- **Aim of the task**
Extract every line of the material below and reproduce it faithfully.
[START OF Exercise materials]
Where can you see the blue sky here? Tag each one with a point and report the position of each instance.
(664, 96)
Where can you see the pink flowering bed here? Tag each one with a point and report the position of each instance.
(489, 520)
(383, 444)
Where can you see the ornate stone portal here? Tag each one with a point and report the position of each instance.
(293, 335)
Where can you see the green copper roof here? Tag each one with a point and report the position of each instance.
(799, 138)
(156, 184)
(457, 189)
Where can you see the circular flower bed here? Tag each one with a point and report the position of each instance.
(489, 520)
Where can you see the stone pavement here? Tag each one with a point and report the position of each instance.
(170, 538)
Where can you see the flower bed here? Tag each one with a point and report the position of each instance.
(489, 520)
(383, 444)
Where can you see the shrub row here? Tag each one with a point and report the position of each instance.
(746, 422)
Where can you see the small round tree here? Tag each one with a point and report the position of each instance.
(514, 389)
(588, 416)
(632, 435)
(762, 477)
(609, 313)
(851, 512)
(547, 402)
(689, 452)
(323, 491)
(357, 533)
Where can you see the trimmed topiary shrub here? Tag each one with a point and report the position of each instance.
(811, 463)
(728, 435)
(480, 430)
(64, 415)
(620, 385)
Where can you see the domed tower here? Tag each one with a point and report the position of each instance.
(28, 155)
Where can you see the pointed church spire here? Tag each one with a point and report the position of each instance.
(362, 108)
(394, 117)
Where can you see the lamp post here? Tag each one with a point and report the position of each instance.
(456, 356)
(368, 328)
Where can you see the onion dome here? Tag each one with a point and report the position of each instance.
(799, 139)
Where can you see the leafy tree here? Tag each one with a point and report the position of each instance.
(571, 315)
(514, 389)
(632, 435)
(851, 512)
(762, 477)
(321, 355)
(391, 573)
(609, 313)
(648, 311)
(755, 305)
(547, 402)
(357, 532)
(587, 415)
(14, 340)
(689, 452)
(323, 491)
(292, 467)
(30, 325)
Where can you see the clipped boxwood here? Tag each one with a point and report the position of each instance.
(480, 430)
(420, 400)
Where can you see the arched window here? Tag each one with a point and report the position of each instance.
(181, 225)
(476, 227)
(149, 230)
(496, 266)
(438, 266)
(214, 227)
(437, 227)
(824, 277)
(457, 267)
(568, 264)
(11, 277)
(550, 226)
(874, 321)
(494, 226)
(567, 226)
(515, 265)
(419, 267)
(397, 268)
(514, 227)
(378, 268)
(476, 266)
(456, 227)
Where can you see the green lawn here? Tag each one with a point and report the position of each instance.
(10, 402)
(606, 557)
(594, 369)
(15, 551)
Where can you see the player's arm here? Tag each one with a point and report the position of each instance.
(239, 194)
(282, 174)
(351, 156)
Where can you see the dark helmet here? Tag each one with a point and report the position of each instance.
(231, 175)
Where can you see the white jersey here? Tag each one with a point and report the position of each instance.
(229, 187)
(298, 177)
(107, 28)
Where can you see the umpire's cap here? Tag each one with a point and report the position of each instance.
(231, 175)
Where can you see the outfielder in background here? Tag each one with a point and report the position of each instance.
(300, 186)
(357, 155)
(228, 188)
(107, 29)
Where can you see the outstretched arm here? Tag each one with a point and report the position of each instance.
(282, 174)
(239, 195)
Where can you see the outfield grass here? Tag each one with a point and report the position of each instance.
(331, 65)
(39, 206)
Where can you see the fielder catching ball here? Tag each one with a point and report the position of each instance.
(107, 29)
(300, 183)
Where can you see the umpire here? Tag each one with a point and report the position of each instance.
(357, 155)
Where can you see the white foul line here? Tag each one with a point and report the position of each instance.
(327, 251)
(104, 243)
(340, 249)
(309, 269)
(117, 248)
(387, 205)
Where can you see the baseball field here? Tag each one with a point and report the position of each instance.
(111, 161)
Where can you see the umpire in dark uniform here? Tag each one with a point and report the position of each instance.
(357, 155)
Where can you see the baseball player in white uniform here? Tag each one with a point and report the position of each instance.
[END OF Exercise materials]
- **Solution to this task**
Where can you see the blue sky here? Tag each one with a point and report the position of each instance.
(664, 96)
Where can you see the pink flowering bed here? Tag each one with a point and report the position of each instance.
(489, 520)
(383, 444)
Where can you see the ornate stone portal here? Tag each one with a point and report the position of each instance.
(293, 335)
Where can you see the green copper roof here? Tag each one with a point and report the position of each instance.
(799, 138)
(156, 184)
(457, 189)
Where can you see the circular flower bed here? Tag each one with a point and report the position of each instance.
(489, 520)
Where can you see the stone pavement here? Tag each one with a point and report the position of each instance.
(170, 538)
Where can you see the flower bed here? Tag each one with a point and report the position of each instance.
(489, 520)
(383, 444)
Where can you see the shrub row here? Tag each one with a point and report the position of each instance.
(746, 422)
Where can you see the small round tree here? Tag each one with a point and report the position of each instance.
(514, 389)
(588, 416)
(632, 435)
(762, 477)
(609, 313)
(851, 512)
(547, 402)
(689, 452)
(323, 491)
(357, 533)
Where can you see the trimmed topiary shrub here? Tag each one with a point and report the position of each instance.
(811, 463)
(728, 435)
(480, 430)
(64, 415)
(620, 385)
Where can you see the domed tower here? Tag each one with a point and report the position of each instance.
(28, 155)
Where can you see the pointed church spire here? Tag each one with a point and report the position of each instance.
(362, 108)
(394, 117)
Where can you see the lamp post here? Tag each one with a point and report the position of each instance.
(456, 356)
(368, 328)
Where can you see the onion dome here? Tag each one with a point and report the position of each instance.
(799, 139)
Where can you see the leafy tree here? Tag each one with a point and report the position of each instance.
(571, 315)
(514, 389)
(632, 435)
(851, 512)
(762, 477)
(321, 355)
(391, 573)
(609, 313)
(648, 311)
(755, 305)
(547, 402)
(357, 532)
(587, 415)
(14, 340)
(689, 452)
(323, 491)
(292, 467)
(30, 325)
Where can you see the clipped boxwood here? Tag each one with a point and report the position of each instance.
(480, 430)
(420, 400)
Where can you see the arched window here? Tag each one with a point and report the position of each instance.
(181, 225)
(476, 227)
(149, 230)
(496, 266)
(438, 266)
(214, 227)
(437, 227)
(824, 277)
(457, 267)
(568, 264)
(11, 277)
(550, 226)
(874, 321)
(494, 226)
(567, 226)
(515, 265)
(419, 267)
(397, 268)
(514, 227)
(378, 268)
(476, 266)
(456, 227)
Where can you see the green lawn here? Tag each one with a point and report the position of each instance.
(10, 402)
(606, 557)
(594, 369)
(15, 551)
Where can you see the player's arm here? Tag each one with a point and report the position of each instance.
(239, 194)
(282, 174)
(351, 156)
Where can you see the dark helmet here? Tag each one with a point and report the position of each instance.
(231, 175)
Where can you see the white jersey here? Tag each one with a point and report the position of each instance.
(229, 187)
(298, 177)
(107, 28)
Where can you see the umpire's cap here? Tag each one with a point and report the position of each instance.
(231, 175)
Where can you see the outfielder in background here? Tag each one with a point and report the position of each instance.
(300, 186)
(357, 155)
(228, 188)
(107, 29)
Where can you see the outstretched arm here? Tag each one with a point and report the position of each instance.
(282, 174)
(239, 195)
Where can you see the outfield grass here? Tag each one with a point and report the position of each instance.
(331, 65)
(39, 206)
Where can you see the fielder catching ball here? Tag each one with a point and report the position of each instance.
(107, 29)
(300, 183)
Where can you see the umpire here? Tag each one with a point and report the position of each instance.
(357, 155)
Where can you see the white foul line here? Tag each one with a point and report the position of each instance.
(327, 251)
(104, 243)
(340, 249)
(309, 269)
(117, 248)
(387, 205)
Where can you see the baseball field here? Tag each one with a point and report the position of each instance.
(111, 161)
Where can you see the umpire in dark uniform here? Tag each one with a point and report the position of each instance.
(357, 155)
Where can you see the baseball player in white uniform here? Tag each one with a point and report the position of each instance.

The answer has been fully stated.